== Exercise data

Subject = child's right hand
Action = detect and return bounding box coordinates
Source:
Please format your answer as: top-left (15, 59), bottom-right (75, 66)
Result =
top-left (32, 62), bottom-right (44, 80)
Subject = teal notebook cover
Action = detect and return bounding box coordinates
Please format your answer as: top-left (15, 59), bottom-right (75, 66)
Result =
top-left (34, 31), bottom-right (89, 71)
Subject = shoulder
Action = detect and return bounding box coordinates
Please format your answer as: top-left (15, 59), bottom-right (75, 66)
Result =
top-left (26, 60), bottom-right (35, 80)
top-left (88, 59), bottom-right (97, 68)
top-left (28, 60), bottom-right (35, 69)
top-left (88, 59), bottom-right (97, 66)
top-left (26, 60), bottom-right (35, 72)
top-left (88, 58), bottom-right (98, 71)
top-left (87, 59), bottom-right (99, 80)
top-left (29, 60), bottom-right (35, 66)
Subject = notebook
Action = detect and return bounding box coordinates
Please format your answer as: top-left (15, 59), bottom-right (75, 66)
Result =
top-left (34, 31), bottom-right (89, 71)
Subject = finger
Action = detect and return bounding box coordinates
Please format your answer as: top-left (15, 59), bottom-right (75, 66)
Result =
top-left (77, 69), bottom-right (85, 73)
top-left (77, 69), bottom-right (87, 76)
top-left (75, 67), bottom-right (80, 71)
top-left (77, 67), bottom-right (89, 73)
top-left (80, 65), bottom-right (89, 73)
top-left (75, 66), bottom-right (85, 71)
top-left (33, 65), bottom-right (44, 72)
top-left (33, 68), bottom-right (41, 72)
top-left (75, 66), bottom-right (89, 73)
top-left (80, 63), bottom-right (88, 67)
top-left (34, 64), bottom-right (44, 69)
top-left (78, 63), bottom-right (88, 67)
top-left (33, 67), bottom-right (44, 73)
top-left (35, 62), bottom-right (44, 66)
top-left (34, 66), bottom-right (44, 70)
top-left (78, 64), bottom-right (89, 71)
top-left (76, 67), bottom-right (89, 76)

====

__Problem to work on__. Once you have read the records, repeat them all exactly.

__Task answer__.
Subject = child's right hand
Action = detect and return bounding box coordinates
Source:
Please format your answer as: top-left (15, 59), bottom-right (75, 66)
Result =
top-left (32, 62), bottom-right (44, 80)
Subject = teal notebook cover
Action = detect and return bounding box coordinates
Please format your answer as: top-left (15, 59), bottom-right (75, 66)
Result =
top-left (34, 31), bottom-right (89, 71)
Subject = shoulder
Action = detect and return bounding box coordinates
Please format your answer as: top-left (15, 59), bottom-right (75, 66)
Result =
top-left (26, 60), bottom-right (35, 80)
top-left (88, 59), bottom-right (97, 68)
top-left (28, 60), bottom-right (35, 69)
top-left (88, 59), bottom-right (97, 66)
top-left (26, 60), bottom-right (35, 72)
top-left (88, 58), bottom-right (98, 71)
top-left (87, 59), bottom-right (99, 80)
top-left (29, 60), bottom-right (35, 66)
Subject = notebook
Action = detect and return bounding box coordinates
Please format your answer as: top-left (15, 59), bottom-right (75, 66)
Result =
top-left (34, 31), bottom-right (89, 71)
Subject = finger
Action = detect and return bounding box coordinates
Please format your answer as: top-left (15, 59), bottom-right (75, 66)
Result =
top-left (77, 69), bottom-right (85, 73)
top-left (77, 69), bottom-right (87, 76)
top-left (75, 67), bottom-right (80, 71)
top-left (77, 67), bottom-right (89, 73)
top-left (80, 65), bottom-right (89, 73)
top-left (75, 66), bottom-right (85, 71)
top-left (33, 65), bottom-right (44, 72)
top-left (33, 68), bottom-right (41, 72)
top-left (75, 66), bottom-right (89, 73)
top-left (80, 63), bottom-right (88, 67)
top-left (34, 64), bottom-right (44, 69)
top-left (78, 63), bottom-right (88, 67)
top-left (33, 67), bottom-right (44, 73)
top-left (35, 62), bottom-right (44, 66)
top-left (34, 66), bottom-right (44, 70)
top-left (78, 64), bottom-right (89, 71)
top-left (76, 67), bottom-right (89, 76)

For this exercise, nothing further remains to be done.